WRITTEN TASK: Rewrite the listing below with "segmentation" replaced by "mask" everywhere and nothing else changed, and omit the pictures.

DATA TO USE:

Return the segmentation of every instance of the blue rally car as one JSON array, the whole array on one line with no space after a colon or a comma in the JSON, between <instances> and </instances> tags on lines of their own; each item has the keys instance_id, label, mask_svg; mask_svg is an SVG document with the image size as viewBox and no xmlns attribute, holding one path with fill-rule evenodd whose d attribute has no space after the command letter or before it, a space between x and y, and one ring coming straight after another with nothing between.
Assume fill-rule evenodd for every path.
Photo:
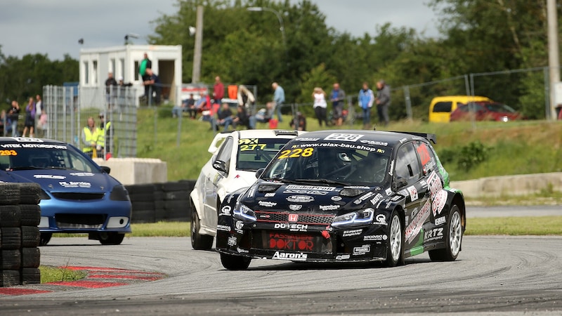
<instances>
[{"instance_id":1,"label":"blue rally car","mask_svg":"<svg viewBox=\"0 0 562 316\"><path fill-rule=\"evenodd\" d=\"M428 251L454 261L466 228L462 193L435 135L320 131L289 140L247 190L225 197L216 250L227 269L254 258L380 261Z\"/></svg>"},{"instance_id":2,"label":"blue rally car","mask_svg":"<svg viewBox=\"0 0 562 316\"><path fill-rule=\"evenodd\" d=\"M125 187L81 151L58 140L0 138L0 181L41 185L41 244L53 232L119 244L131 232Z\"/></svg>"}]
</instances>

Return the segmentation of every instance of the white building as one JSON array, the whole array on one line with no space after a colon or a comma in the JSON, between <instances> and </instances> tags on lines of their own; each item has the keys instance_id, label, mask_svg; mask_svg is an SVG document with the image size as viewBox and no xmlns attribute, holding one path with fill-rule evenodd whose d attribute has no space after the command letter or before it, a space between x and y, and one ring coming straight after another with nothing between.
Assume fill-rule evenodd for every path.
<instances>
[{"instance_id":1,"label":"white building","mask_svg":"<svg viewBox=\"0 0 562 316\"><path fill-rule=\"evenodd\" d=\"M144 94L142 78L138 74L140 62L147 53L152 61L152 71L162 84L162 98L172 104L181 102L182 65L181 45L124 45L97 48L80 49L80 94L86 96L86 91L105 91L108 73L112 72L115 80L123 78L130 83L138 97ZM93 89L96 88L96 89ZM100 89L103 88L103 89ZM98 96L99 95L99 96ZM98 101L99 98L99 102ZM81 102L89 105L103 104L105 92L96 96L81 98ZM93 102L96 101L96 102ZM137 105L138 98L136 98Z\"/></svg>"}]
</instances>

TASK SOLUTION:
Return the mask of every instance of the blue rally car as one JSON array, the whole array on one line with no space after a colon or a comma in the JSON, between <instances> and </instances> tags on lines of their own; each item has the keys instance_id, label, mask_svg; mask_svg is an SVG document with the image size as viewBox and no xmlns attribute, holding one path with fill-rule evenodd whose d attribute has no space after the command letter or before it, a space between x and y, and one ring coming straight after another with nothing between.
Assume fill-rule evenodd for every path.
Photo:
<instances>
[{"instance_id":1,"label":"blue rally car","mask_svg":"<svg viewBox=\"0 0 562 316\"><path fill-rule=\"evenodd\" d=\"M428 251L454 261L466 228L462 193L435 135L320 131L289 140L247 190L225 197L216 250L227 269L254 258L380 261Z\"/></svg>"},{"instance_id":2,"label":"blue rally car","mask_svg":"<svg viewBox=\"0 0 562 316\"><path fill-rule=\"evenodd\" d=\"M125 187L81 151L58 140L0 138L0 181L41 185L41 244L53 232L119 244L131 232Z\"/></svg>"}]
</instances>

Return the mask of every instance of the white building as one JSON array, the whole array on one line with no space after a colon or a comma in the JSON, between <instances> and </instances> tags on lines of their own; each item has the keys instance_id, label, mask_svg; mask_svg is an SVG document with the image size as viewBox and no xmlns attribute, holding one path with fill-rule evenodd whose d attribute has no space after the command letter or before it, a space between x and y, and one ring coming straight after another with nothing between.
Assume fill-rule evenodd for every path.
<instances>
[{"instance_id":1,"label":"white building","mask_svg":"<svg viewBox=\"0 0 562 316\"><path fill-rule=\"evenodd\" d=\"M144 94L142 78L138 74L140 62L147 53L152 61L152 71L162 84L162 98L172 104L181 102L182 65L181 45L124 45L97 48L80 49L80 94L86 96L86 91L105 91L108 73L112 72L115 80L123 78L130 83L138 97ZM93 89L96 88L96 89ZM100 89L103 88L103 89ZM98 96L99 95L99 96ZM98 101L99 98L99 102ZM81 102L89 105L103 104L105 92L96 96L81 98ZM93 102L96 101L96 102ZM137 105L138 98L136 98Z\"/></svg>"}]
</instances>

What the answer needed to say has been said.